Excerpt from a dataset
━━━━

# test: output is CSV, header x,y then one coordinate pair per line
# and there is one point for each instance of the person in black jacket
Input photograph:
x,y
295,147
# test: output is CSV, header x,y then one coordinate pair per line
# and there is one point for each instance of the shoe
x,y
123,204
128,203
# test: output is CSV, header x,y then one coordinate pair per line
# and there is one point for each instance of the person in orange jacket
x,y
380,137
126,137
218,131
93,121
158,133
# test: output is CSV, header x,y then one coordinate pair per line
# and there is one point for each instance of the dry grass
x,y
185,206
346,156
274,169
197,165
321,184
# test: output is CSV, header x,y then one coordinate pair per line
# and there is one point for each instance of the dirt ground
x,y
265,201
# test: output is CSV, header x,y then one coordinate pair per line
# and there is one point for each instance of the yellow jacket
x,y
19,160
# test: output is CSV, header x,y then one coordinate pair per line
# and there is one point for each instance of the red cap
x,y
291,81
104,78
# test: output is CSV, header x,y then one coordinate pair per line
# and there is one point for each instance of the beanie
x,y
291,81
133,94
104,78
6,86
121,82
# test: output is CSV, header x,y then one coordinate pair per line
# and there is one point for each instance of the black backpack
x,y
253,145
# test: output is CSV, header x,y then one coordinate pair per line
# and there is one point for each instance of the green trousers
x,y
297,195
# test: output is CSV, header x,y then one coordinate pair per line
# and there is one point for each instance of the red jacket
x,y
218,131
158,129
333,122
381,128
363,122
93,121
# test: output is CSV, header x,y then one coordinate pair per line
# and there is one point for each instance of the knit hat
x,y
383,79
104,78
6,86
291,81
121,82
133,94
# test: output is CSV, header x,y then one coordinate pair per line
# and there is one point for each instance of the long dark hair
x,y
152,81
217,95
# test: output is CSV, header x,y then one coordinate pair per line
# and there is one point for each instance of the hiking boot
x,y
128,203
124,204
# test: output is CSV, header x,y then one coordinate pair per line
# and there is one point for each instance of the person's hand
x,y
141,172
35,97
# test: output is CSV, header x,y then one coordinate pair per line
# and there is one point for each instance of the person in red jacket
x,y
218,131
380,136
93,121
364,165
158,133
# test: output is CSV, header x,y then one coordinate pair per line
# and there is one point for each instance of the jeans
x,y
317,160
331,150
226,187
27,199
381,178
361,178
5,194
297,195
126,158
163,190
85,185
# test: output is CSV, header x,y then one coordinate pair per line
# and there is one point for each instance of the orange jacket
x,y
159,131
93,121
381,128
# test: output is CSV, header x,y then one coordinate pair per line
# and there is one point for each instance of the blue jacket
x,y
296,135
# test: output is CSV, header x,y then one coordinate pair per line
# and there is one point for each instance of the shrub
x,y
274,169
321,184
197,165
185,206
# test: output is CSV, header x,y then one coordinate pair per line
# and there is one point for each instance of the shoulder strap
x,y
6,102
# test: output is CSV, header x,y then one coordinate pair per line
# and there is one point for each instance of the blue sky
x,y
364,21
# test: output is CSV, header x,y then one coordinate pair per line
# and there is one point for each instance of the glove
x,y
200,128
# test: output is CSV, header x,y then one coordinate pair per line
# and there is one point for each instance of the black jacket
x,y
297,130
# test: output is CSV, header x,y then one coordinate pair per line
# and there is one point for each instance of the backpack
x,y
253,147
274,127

━━━━

Your task is to retype all the records above with nothing left out.

# test: output is CSV, header x,y then one coordinate pair per line
# and there is one point for each instance of the person in black jacket
Input photograph:
x,y
295,147
# test: output is CSV, header x,y then one coordinate pair per line
# and there is one point for each instance of the shoe
x,y
123,204
128,203
# test: output is CSV, header x,y then one coordinate pair per line
# and there is one point for each instance of the person in orange jacket
x,y
380,137
126,137
218,131
93,121
158,133
# test: output is CSV, header x,y then one coordinate pair per line
# and there is one point for each instance of the dry grass
x,y
185,206
346,156
274,169
197,165
321,184
# test: output is CSV, header x,y then one coordinate pair per line
# and there is one point for each instance of the dirt ground
x,y
265,201
# test: output is CSV, header x,y then one coordinate pair per line
# and there is one point for each instance of the yellow jacket
x,y
19,160
# test: output is CSV, header x,y then one coordinate pair per line
# and there is one point for each instance of the red cap
x,y
291,81
104,78
# test: output is CSV, header x,y then one coordinate pair per line
# and there is one point for each instance of the beanie
x,y
291,81
133,94
104,78
6,86
121,82
# test: output is CSV, header x,y then one coordinate pair per line
# and there is one point for each instance of the black backpack
x,y
253,145
# test: output is CSV, header x,y then one coordinate pair per line
# and there is one point for each instance of the green trousers
x,y
297,195
# test: output is CSV, header x,y then one coordinate pair per line
# and there is one point for each instance of the red jacket
x,y
218,131
158,129
333,122
381,128
363,122
93,121
# test: output is CSV, header x,y then one coordinate pair per line
# and there is one point for each instance of the knit hat
x,y
383,79
104,78
6,86
291,81
121,82
133,94
# test: output is CSV, header x,y then one coordinate pair per line
# and there is one point for each instance of the long dark hair
x,y
152,81
217,95
# test: output is CSV, header x,y then one coordinate pair per line
# and there is one point for each instance of the hiking boot
x,y
128,203
124,204
# test: output is CSV, header x,y then one coordinate pair per line
# and there is one point for each instance of the person's hand
x,y
141,172
35,97
# test: output is CSV, header x,y then one coordinate pair per line
# and there is one point for each instance of the person in red jacket
x,y
218,131
380,136
93,121
364,165
158,133
# test: output is CSV, header x,y then one coordinate pair per line
# and there is one point for each instance of the jeans
x,y
317,160
331,150
226,187
27,199
381,178
361,178
5,194
297,195
126,158
163,190
85,185
# test: output is CSV, header x,y then one coordinate pair per line
# and there is one point for each instance of the orange jacket
x,y
159,131
93,121
381,128
# test: output is CSV, header x,y then one coordinate pair per line
# and there is one point for each instance of the blue jacket
x,y
296,135
# test: output is CSV, header x,y then one coordinate pair per line
# and there is one point for each instance of the shrub
x,y
274,169
321,184
197,165
185,206
# test: output is CSV, header x,y then one coordinate pair per line
# and there is one point for each instance of the shoulder strap
x,y
6,102
# test: output is CSV, header x,y then one coordinate pair per line
# and there is one point for each instance of the blue sky
x,y
364,21
# test: output is CSV, header x,y then one coordinate pair per line
# and there is one point for each instance of the glove
x,y
200,128
# test: output is CSV, header x,y then one coordinate pair per line
# and there is one point for each instance of the black jacket
x,y
297,130
# test: output is CSV, header x,y then one coordinate pair per line
# and there is one point for each instance of the backpack
x,y
253,147
274,127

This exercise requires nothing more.